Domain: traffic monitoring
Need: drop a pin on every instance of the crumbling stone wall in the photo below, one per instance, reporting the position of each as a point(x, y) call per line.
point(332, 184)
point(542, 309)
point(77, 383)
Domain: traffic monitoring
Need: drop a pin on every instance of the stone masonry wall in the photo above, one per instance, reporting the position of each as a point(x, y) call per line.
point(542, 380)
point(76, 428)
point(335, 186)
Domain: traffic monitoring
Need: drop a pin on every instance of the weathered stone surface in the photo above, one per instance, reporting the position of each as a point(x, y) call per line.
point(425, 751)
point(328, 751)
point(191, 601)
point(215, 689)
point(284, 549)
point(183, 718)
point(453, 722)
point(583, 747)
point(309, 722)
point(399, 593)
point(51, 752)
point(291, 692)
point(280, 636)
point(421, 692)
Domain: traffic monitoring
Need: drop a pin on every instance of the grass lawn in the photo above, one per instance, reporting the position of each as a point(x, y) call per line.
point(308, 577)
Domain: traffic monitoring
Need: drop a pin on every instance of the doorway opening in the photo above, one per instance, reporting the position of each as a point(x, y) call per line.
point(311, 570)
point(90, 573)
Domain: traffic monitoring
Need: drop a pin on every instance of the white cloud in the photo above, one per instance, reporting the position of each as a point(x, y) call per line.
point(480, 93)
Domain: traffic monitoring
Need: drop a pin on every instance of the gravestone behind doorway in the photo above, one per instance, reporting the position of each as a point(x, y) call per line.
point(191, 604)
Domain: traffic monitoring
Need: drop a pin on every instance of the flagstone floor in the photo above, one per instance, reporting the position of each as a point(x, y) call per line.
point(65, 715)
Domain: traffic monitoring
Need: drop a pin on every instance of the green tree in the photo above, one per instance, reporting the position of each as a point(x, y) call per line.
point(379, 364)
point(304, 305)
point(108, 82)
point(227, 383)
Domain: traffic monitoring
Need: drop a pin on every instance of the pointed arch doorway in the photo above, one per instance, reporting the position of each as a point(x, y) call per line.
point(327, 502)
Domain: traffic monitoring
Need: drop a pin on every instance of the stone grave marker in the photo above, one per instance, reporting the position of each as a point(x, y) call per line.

◇ ◇ ◇

**WHAT TO DO**:
Copy the listing above out again in its entirety, exactly as written.

**TASK OUTPUT**:
Domain: traffic monitoring
Need: drop a pin on every instance of the crumbling stone wall in the photo below, one per instance, reporting the position of each as a point(x, y) call per line.
point(332, 184)
point(542, 309)
point(77, 383)
Domain: traffic monitoring
Need: drop a pin on every instance of the stone masonry wall in the photo above, one per instance, reporting the position of each as a point(x, y) call per line.
point(542, 380)
point(76, 428)
point(335, 186)
Domain: traffic monitoring
Need: drop a pin on every instance of the weathered stone surface in the photo above, one per instance, reporting the position of each as a point(x, y) call per line.
point(425, 751)
point(328, 751)
point(191, 601)
point(215, 689)
point(284, 549)
point(183, 718)
point(453, 722)
point(583, 747)
point(309, 722)
point(399, 593)
point(51, 752)
point(291, 692)
point(280, 636)
point(421, 692)
Domain: traffic monitoring
Need: drop a pin on every instance of the grass lawn in the photo above, one per instance, reporting the position of each as a point(x, y) call per line.
point(308, 577)
Domain: traffic monitoring
Need: drop a pin on every instance of the doorway opening in the photo above, one per instance, reporting the position of each as a point(x, y) call per line.
point(311, 570)
point(90, 573)
Domain: traffic monitoring
Need: drop a pin on every instance of the white cloud in the photo above, one per instance, reporting the position of each as a point(x, y) call per line.
point(480, 93)
Domain: traffic monitoring
Need: drop a pin on every instance of the gravestone behind doorway in the photo above, one per instance, reporting the position of each as a point(x, y) call per line.
point(191, 604)
Domain: traffic monitoring
Need: drop a pin on every instance of the flagstone floor in the photo above, one per instance, reporting the position of each as a point(x, y) call per line.
point(65, 715)
Domain: traffic monitoring
Need: drop a pin on every instance of the green tree in the photo above, one per instance, reporting the position of each as a point(x, y) call per line.
point(379, 364)
point(304, 305)
point(108, 82)
point(227, 383)
Domain: traffic monitoring
Need: drop a pin on every instance of the pointed arch doorway in the photo above, one per instance, reporting the position of each as a point(x, y) call per line.
point(327, 502)
Domain: traffic monitoring
Need: drop a pin on every instance of the stone grave marker in the photo above, one per instance, reporting the position of each as a point(x, y) call per line.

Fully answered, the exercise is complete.